**Task brief**
Format the data lines below as a JSON list of strings, one string per line and blank lines omitted, starting at the line that contains "like [(98, 75)]." and ending at the line that contains "[(272, 289)]". Include no other lines.

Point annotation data
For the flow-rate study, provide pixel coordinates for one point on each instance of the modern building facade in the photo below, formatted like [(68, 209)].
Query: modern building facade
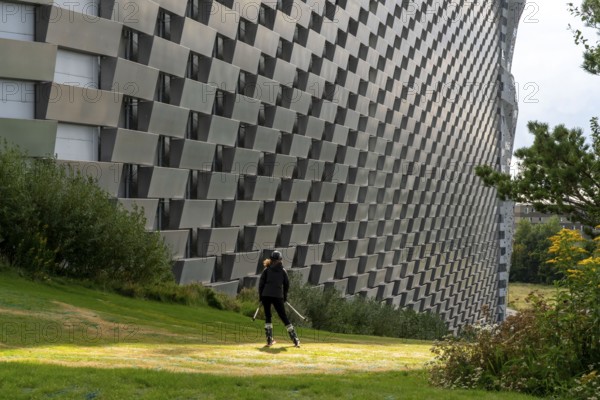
[(527, 212), (343, 133)]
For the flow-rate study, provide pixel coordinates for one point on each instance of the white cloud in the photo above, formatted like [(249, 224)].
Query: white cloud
[(547, 68)]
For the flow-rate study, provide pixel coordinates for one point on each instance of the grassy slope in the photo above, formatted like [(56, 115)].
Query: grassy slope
[(518, 292), (69, 342)]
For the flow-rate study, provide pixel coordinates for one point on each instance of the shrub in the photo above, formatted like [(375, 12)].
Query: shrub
[(550, 349), (329, 310), (55, 221)]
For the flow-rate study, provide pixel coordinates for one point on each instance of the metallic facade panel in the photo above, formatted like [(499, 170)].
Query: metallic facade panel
[(129, 78), (147, 206), (164, 119), (35, 137), (124, 145), (19, 66), (87, 106), (136, 14), (328, 138), (192, 31), (94, 35), (196, 96), (164, 55)]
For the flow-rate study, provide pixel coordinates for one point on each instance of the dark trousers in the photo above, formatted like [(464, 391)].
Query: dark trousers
[(279, 307)]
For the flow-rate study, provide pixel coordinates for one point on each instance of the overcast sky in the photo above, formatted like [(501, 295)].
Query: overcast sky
[(552, 87)]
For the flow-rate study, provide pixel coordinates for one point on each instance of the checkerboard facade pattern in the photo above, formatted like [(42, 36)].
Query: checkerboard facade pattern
[(342, 133)]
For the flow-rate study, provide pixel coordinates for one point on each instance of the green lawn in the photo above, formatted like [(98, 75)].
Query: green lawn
[(64, 341), (518, 292)]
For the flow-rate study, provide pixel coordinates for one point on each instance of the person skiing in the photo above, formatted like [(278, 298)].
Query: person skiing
[(272, 289)]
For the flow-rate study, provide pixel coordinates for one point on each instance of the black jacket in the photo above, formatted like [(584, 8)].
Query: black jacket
[(274, 282)]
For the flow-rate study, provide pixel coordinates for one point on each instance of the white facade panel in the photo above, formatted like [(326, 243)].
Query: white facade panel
[(17, 21), (76, 69), (76, 142), (85, 7)]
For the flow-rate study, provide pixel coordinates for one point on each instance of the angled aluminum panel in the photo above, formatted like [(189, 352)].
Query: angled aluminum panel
[(86, 106), (35, 137), (93, 34), (127, 146)]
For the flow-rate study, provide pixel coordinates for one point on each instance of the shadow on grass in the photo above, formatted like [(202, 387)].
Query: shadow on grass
[(272, 350)]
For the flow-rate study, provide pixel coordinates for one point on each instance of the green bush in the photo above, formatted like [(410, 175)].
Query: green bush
[(552, 348), (54, 221), (329, 310)]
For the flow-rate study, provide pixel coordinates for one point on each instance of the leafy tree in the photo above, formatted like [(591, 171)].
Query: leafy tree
[(559, 173), (589, 12), (530, 252)]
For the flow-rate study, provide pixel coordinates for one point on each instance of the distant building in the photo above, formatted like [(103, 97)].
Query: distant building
[(527, 212), (343, 133)]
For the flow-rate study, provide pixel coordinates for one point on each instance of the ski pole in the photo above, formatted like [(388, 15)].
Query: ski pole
[(296, 311), (256, 313)]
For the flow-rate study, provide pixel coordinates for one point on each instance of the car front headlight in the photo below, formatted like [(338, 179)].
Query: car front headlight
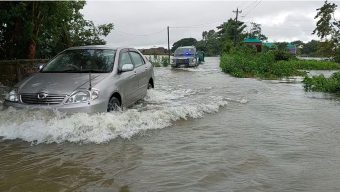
[(83, 96), (12, 96)]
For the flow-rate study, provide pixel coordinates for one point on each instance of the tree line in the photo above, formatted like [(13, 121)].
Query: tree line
[(222, 40), (41, 29)]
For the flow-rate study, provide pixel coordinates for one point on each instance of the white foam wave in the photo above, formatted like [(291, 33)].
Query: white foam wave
[(41, 126)]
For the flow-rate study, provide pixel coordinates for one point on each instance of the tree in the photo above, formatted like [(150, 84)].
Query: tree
[(325, 25), (328, 29), (183, 42), (256, 32), (210, 43), (231, 29), (45, 28)]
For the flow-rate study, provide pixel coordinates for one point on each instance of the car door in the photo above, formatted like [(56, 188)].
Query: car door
[(129, 80), (142, 74)]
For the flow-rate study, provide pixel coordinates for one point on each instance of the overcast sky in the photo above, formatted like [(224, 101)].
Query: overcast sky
[(142, 24)]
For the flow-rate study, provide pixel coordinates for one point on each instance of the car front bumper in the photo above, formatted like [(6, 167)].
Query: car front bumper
[(93, 107)]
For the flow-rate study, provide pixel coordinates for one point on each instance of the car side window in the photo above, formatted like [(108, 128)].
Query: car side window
[(137, 59), (124, 59)]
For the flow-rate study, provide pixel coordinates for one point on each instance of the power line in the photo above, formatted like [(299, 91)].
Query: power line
[(141, 35)]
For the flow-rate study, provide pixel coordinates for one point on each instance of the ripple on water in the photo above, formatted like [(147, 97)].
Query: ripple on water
[(160, 110)]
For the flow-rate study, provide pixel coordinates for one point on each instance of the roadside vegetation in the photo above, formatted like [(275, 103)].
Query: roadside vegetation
[(322, 84), (159, 61), (273, 64)]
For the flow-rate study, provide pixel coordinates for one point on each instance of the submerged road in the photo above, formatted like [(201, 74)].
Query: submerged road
[(198, 130)]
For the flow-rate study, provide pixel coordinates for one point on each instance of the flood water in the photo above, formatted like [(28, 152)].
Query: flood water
[(198, 130)]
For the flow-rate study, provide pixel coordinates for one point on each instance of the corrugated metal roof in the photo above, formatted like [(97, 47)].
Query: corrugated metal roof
[(252, 40)]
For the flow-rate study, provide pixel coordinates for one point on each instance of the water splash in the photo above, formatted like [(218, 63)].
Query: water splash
[(160, 110)]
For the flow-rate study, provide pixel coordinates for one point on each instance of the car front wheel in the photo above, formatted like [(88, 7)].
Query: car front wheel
[(114, 105)]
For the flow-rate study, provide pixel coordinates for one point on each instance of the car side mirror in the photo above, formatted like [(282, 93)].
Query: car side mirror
[(39, 66), (127, 67)]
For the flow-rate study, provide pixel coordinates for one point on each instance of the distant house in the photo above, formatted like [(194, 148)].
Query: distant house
[(269, 45), (254, 42), (154, 51), (291, 48)]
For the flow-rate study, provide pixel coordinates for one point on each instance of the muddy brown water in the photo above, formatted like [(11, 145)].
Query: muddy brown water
[(199, 130)]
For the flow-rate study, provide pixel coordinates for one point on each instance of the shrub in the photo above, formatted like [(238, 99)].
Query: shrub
[(322, 84), (281, 55), (272, 64)]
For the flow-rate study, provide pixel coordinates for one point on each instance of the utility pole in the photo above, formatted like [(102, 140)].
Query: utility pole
[(169, 43), (236, 25)]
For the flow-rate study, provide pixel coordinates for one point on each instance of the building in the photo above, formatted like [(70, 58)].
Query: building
[(291, 48), (254, 42)]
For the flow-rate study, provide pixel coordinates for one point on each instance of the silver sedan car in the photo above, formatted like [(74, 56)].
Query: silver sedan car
[(86, 79)]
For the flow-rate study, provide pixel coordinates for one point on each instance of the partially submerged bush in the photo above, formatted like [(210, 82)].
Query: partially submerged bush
[(322, 84), (272, 64)]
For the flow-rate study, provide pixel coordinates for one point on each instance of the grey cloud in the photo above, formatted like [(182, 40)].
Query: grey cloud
[(143, 24)]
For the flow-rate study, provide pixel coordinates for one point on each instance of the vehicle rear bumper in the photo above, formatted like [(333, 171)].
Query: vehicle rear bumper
[(93, 107)]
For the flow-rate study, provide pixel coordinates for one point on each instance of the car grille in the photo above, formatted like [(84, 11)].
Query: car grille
[(51, 99)]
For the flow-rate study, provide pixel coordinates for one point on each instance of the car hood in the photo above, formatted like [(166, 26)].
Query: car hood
[(58, 83), (184, 57)]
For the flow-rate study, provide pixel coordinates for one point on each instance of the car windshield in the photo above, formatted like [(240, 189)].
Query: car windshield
[(82, 61), (183, 51)]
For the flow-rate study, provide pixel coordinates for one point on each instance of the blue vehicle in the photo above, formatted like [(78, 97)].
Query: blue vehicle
[(184, 57)]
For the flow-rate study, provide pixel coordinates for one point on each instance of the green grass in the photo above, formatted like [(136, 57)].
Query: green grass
[(315, 65), (323, 84), (269, 65), (159, 61)]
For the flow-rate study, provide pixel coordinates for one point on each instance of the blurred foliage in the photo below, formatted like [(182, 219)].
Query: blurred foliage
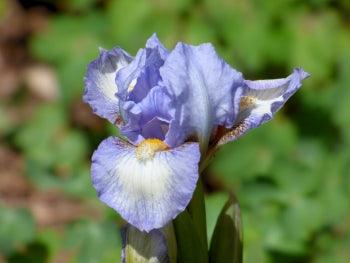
[(291, 176)]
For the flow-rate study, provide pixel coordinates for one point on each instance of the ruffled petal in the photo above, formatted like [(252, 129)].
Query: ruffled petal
[(144, 247), (260, 100), (100, 87), (147, 187), (142, 74), (150, 117), (204, 88)]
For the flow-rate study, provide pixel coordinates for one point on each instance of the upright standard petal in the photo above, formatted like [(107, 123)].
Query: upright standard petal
[(205, 89), (147, 185), (260, 100), (142, 74), (150, 117), (144, 247), (100, 87)]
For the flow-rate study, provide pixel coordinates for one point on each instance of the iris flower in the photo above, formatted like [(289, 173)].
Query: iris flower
[(172, 108)]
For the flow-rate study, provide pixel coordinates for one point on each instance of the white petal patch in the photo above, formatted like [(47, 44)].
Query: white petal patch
[(260, 100), (100, 86), (146, 192)]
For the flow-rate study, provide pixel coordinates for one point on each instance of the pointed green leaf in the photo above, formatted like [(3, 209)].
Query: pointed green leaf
[(157, 246), (196, 209), (227, 244), (189, 247)]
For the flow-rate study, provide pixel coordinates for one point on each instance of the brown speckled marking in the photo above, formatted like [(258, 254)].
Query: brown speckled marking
[(234, 133), (146, 149)]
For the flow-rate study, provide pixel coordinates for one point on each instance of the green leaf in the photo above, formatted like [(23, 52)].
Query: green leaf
[(17, 228), (94, 242), (196, 209), (188, 248), (155, 246), (226, 243)]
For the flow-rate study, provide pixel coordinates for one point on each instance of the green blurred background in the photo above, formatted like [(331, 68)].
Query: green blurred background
[(291, 175)]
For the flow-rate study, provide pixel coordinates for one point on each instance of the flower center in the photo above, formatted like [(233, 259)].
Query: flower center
[(146, 149), (132, 85)]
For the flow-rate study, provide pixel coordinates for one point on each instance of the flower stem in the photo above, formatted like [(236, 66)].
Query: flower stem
[(196, 209)]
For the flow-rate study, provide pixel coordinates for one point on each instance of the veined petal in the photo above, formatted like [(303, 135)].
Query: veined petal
[(204, 88), (147, 185), (142, 74), (260, 100), (100, 87), (144, 247), (150, 117)]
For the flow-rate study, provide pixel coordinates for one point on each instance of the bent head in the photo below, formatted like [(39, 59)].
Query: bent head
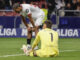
[(17, 8), (47, 24)]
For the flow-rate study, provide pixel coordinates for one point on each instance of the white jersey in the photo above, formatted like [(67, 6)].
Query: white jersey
[(37, 14), (31, 9)]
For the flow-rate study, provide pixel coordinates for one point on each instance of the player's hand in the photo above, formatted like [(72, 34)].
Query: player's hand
[(29, 28)]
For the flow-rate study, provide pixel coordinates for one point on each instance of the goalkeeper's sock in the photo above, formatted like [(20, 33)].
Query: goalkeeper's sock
[(29, 41)]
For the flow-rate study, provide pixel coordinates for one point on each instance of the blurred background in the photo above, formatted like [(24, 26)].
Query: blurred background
[(64, 14)]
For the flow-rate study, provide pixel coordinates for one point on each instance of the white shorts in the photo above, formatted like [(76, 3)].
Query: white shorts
[(38, 21)]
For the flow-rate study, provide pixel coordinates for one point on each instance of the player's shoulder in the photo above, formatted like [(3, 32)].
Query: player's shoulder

**The solution**
[
  "For the flow-rate study, provide pixel coordinates for one point on each instance of the green lawn in the photo above, formatted like [(98, 75)].",
  "Query: green lawn",
  "[(64, 341), (518, 292)]",
  "For the flow-rate study, provide pixel coordinates for one point on each instance of the person skiing in the photo above, formatted like [(278, 298)].",
  "Query: person skiing",
  "[(272, 289)]"
]